[Data excerpts]
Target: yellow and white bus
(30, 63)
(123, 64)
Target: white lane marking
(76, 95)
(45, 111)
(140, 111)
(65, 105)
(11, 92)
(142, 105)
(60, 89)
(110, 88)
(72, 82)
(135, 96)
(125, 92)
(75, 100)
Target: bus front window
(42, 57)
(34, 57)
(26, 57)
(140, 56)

### Directions
Write the records out once more, exactly as shown.

### Answer space
Target: yellow and white bus
(30, 63)
(123, 64)
Target: white lane marking
(76, 95)
(45, 111)
(140, 111)
(65, 105)
(11, 92)
(142, 105)
(60, 89)
(110, 88)
(72, 82)
(135, 96)
(125, 92)
(75, 100)
Target: bus front window
(42, 57)
(34, 57)
(26, 57)
(140, 56)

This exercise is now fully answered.